To be done:
Nothing before the line containing "Q: For each instance of the parked" belongs in the answer; quote that line and all lines after it through the end of the material, word for word.

— begin Data supplied —

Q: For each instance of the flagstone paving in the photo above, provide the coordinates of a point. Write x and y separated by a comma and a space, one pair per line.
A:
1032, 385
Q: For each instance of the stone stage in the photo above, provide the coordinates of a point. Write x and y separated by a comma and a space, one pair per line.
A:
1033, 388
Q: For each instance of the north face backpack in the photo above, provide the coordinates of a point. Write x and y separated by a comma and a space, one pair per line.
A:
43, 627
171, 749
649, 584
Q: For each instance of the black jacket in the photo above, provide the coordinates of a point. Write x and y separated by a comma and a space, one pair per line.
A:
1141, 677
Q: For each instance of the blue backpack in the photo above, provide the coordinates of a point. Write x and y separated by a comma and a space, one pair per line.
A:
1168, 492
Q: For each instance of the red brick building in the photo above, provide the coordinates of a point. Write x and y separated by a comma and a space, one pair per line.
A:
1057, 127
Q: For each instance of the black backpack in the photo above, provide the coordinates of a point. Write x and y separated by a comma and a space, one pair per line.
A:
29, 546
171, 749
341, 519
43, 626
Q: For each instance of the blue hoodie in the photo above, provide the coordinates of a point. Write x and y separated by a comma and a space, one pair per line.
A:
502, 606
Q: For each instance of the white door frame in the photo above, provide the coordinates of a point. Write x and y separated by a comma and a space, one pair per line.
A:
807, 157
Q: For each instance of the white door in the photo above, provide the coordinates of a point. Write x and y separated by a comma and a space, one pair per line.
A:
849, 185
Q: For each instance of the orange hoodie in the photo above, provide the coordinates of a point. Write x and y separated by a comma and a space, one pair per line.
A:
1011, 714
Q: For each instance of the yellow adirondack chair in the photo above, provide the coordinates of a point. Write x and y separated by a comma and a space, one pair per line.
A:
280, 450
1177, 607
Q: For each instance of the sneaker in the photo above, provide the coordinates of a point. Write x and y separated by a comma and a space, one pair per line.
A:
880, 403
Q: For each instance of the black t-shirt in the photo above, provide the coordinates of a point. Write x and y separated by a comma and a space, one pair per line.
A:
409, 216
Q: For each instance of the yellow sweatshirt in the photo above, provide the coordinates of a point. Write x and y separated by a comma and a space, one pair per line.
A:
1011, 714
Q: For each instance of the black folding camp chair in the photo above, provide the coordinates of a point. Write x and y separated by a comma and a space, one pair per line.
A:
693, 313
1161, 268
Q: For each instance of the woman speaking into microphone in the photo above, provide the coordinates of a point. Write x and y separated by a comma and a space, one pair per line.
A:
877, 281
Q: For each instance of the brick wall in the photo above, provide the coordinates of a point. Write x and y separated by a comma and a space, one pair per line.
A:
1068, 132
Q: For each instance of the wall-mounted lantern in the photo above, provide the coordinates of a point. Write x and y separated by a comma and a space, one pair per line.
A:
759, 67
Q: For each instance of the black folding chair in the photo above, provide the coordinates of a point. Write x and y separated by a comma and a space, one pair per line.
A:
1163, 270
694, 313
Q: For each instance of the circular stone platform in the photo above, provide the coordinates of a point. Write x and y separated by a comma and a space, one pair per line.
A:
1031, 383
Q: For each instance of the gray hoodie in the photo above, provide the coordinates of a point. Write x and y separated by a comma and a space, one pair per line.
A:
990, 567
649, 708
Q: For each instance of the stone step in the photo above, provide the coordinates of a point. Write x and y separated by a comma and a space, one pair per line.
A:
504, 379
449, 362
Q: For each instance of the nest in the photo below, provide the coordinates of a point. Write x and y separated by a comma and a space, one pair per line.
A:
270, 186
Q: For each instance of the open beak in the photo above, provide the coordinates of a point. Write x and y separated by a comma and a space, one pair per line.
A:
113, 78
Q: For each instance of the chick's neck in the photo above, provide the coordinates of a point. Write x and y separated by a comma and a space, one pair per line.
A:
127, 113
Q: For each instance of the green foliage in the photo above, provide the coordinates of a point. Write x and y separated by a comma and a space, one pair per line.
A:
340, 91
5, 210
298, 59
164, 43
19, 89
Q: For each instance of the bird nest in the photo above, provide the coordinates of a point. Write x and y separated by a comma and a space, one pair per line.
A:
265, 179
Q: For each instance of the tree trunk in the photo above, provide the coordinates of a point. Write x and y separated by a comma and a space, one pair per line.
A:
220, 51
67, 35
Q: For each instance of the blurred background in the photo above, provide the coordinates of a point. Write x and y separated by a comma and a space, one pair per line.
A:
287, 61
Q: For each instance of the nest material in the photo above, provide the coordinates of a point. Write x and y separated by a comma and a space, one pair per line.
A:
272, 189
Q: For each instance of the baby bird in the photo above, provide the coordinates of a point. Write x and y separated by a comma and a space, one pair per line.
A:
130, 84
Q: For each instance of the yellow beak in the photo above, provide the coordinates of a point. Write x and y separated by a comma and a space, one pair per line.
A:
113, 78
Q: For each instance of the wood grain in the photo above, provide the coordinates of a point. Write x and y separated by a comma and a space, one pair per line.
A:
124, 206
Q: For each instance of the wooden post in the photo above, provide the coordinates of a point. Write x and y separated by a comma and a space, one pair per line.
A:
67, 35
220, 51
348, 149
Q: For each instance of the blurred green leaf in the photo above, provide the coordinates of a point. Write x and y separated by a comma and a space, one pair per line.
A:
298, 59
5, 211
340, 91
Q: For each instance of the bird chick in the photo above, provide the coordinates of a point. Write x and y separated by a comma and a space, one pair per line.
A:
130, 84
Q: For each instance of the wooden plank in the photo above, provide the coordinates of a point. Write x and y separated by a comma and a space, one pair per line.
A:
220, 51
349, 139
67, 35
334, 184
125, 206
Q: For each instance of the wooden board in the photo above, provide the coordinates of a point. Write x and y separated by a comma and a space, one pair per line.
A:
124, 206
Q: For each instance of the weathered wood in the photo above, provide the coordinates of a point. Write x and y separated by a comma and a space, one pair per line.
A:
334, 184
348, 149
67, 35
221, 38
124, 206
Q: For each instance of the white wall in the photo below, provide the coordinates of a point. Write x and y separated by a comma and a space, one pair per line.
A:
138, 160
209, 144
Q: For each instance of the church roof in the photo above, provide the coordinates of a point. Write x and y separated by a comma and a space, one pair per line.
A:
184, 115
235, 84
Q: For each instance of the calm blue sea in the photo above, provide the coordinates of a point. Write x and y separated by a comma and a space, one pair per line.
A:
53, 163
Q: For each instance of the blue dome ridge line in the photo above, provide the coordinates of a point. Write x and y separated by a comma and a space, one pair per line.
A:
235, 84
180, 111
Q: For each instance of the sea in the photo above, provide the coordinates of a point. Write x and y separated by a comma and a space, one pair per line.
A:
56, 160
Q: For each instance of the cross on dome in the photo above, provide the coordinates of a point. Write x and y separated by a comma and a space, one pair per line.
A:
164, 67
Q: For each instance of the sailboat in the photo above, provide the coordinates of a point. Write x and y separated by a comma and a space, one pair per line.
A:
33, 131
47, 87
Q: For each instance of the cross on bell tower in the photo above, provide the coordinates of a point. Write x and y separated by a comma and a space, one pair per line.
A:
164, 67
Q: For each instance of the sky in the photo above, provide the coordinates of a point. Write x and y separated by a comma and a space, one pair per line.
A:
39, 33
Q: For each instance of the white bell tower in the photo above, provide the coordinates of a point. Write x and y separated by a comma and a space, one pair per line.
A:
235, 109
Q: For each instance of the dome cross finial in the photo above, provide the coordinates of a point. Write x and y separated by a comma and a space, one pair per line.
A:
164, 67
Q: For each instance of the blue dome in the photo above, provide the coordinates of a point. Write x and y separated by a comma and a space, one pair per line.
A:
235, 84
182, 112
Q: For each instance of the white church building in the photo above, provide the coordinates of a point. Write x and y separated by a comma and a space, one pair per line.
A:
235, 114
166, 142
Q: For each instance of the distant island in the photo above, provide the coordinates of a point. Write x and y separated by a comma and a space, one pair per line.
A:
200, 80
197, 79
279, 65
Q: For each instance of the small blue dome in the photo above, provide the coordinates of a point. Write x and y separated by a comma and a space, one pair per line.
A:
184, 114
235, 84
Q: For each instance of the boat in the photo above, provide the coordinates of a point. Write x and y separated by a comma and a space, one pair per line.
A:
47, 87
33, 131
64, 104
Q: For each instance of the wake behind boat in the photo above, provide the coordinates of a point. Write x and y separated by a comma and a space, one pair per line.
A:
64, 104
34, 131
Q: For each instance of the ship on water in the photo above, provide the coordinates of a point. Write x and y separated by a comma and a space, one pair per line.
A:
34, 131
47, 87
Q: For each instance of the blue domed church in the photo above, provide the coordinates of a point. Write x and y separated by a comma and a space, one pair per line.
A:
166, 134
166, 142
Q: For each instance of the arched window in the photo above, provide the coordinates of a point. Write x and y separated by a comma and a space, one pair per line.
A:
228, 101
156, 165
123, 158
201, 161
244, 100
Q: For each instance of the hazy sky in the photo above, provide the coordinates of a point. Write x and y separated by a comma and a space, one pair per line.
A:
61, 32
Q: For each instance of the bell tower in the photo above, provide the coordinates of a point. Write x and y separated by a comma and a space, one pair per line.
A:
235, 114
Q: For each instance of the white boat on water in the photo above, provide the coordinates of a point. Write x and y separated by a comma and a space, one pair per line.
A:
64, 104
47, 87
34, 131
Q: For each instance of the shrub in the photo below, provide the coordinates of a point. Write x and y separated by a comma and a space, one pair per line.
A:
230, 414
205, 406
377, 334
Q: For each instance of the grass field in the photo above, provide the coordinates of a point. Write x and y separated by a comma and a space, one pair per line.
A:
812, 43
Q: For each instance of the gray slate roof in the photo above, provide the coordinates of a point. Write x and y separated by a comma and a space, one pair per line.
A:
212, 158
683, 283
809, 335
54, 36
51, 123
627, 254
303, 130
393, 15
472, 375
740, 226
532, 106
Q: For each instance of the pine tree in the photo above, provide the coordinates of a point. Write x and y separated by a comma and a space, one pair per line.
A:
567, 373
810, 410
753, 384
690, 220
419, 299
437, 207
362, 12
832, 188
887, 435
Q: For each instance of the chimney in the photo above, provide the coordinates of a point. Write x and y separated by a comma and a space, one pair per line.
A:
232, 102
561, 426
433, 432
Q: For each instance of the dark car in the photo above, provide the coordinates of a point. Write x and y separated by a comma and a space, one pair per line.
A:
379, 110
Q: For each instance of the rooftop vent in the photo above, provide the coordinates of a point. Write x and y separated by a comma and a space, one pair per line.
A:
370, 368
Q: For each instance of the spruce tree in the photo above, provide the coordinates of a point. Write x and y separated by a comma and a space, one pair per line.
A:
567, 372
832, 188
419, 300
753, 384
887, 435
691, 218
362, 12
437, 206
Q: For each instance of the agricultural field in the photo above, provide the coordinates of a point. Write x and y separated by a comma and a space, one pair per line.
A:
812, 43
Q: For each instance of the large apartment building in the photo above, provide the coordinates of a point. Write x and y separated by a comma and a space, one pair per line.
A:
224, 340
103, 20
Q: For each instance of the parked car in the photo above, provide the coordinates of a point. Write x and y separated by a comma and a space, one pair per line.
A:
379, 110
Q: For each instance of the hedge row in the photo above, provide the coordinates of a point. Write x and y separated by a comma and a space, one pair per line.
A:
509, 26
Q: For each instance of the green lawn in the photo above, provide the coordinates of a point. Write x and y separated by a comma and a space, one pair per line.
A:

— end Data supplied —

Task answer:
Q: For each instance of the parked car in the photo above, provide the coordinates of a point. Write x and y separated by a comma and a space, one pair per line.
A:
379, 110
Q: For each instance of the hedge row in the photo above, provide the coordinates of a point. Write x and y separated by a comma and a space, one pair per line.
A:
509, 26
Q: For each instance of the green lawn in the photo above, provide the coordinates of a point. Write x and y separated by a comma and a space, one pair per line.
A:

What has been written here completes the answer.